• WORK ITEM:
When the word "branch" shows up in a line of the data below, copy that whole line.

Items from a data source:
>>>>
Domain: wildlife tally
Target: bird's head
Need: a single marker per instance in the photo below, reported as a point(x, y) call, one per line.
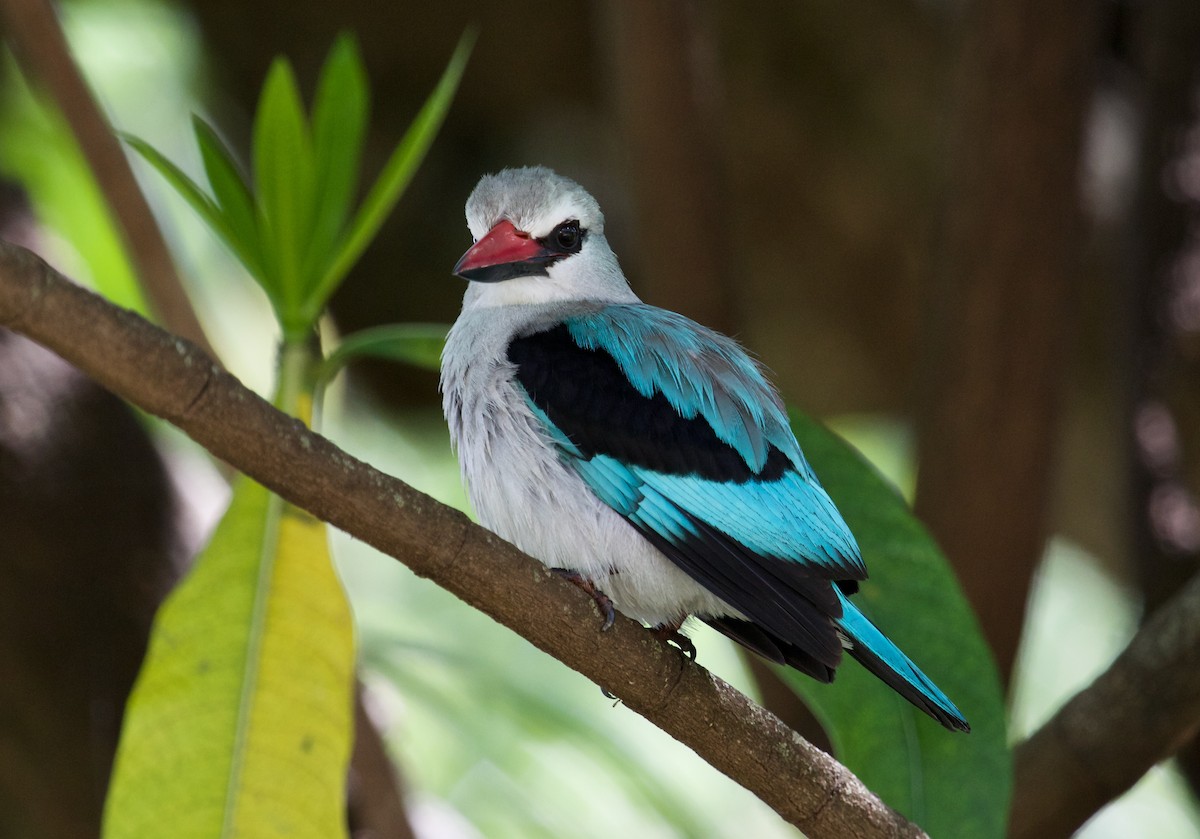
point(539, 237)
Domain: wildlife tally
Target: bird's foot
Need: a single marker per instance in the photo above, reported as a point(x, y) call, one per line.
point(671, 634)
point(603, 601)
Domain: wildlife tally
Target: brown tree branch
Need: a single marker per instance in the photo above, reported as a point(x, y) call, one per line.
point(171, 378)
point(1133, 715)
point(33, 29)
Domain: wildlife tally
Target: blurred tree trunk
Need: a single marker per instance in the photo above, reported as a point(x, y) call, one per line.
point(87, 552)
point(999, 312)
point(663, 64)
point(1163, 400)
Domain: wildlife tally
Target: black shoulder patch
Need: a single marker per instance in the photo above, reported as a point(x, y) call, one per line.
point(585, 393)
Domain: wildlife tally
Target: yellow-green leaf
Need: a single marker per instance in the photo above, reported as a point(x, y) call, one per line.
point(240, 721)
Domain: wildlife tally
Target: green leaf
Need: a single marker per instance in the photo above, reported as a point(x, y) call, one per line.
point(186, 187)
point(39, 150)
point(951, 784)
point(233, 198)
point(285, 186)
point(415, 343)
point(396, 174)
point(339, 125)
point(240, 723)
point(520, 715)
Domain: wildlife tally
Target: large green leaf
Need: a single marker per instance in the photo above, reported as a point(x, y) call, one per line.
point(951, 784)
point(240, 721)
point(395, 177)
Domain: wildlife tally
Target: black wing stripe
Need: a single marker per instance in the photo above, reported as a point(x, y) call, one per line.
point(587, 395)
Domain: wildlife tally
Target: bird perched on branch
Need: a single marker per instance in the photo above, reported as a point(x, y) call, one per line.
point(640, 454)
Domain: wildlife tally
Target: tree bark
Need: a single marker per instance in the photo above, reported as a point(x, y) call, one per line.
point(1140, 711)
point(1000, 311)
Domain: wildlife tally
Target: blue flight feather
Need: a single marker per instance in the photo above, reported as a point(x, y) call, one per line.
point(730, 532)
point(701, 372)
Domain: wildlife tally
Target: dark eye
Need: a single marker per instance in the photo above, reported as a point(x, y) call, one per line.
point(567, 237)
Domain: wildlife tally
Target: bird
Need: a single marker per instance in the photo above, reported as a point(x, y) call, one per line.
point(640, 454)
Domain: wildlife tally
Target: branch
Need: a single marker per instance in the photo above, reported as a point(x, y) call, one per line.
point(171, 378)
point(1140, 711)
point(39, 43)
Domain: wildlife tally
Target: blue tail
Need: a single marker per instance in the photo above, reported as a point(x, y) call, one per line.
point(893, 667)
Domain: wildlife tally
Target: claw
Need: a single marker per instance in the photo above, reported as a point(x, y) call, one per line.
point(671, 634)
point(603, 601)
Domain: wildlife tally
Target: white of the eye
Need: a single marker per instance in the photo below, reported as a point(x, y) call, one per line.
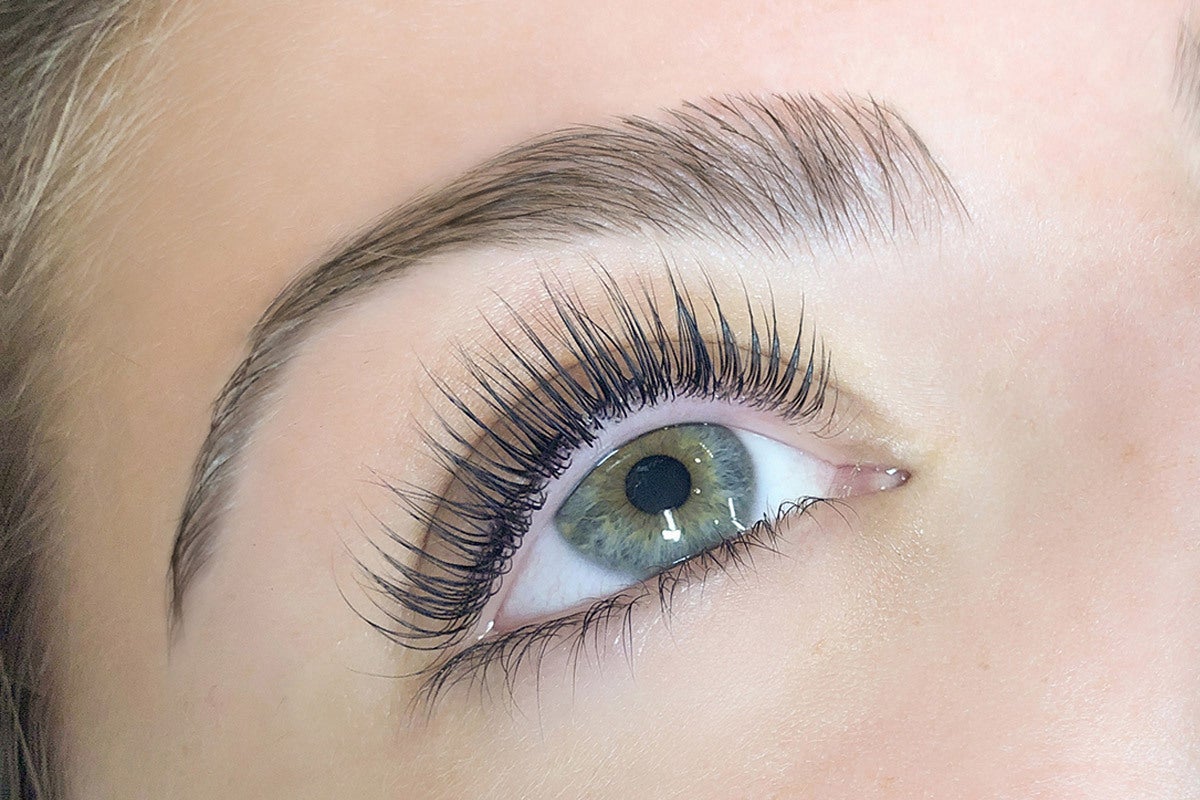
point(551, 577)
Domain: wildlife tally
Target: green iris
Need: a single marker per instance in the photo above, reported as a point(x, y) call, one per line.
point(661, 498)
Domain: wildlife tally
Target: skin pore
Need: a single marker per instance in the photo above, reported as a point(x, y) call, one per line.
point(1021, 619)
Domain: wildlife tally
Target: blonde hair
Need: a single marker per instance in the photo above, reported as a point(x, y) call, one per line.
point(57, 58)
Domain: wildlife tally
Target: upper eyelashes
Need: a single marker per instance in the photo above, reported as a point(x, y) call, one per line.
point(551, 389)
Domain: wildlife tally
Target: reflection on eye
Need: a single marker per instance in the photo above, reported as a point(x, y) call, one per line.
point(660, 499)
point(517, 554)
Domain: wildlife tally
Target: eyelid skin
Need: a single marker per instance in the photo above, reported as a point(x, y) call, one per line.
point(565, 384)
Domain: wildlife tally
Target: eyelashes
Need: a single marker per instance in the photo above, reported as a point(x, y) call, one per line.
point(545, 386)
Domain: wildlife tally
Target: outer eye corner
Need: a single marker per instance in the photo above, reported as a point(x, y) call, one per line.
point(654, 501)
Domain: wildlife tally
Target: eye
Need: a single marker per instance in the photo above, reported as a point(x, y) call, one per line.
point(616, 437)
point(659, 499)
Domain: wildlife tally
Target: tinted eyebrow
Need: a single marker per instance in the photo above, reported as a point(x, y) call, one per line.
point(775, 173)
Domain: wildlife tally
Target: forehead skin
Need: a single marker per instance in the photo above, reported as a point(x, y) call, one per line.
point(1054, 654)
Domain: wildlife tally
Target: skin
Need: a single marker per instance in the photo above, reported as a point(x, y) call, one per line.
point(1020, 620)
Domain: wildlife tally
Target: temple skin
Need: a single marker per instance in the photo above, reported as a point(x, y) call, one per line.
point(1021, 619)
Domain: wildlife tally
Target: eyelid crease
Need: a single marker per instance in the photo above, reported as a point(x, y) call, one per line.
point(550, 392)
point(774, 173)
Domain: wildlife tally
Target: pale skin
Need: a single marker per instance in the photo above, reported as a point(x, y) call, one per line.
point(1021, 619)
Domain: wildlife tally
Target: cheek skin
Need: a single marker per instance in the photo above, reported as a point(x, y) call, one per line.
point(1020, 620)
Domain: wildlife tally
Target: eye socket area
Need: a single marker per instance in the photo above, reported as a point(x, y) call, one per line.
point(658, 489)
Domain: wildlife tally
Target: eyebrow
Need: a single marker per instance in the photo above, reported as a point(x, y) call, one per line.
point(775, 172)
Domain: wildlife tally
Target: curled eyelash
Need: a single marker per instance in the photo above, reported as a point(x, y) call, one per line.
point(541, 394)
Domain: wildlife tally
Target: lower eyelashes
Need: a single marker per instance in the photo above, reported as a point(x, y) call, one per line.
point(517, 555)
<<<<
• PROBLEM SOLUTION:
Target: brown tree branch
Target: bird perched on branch
Target: branch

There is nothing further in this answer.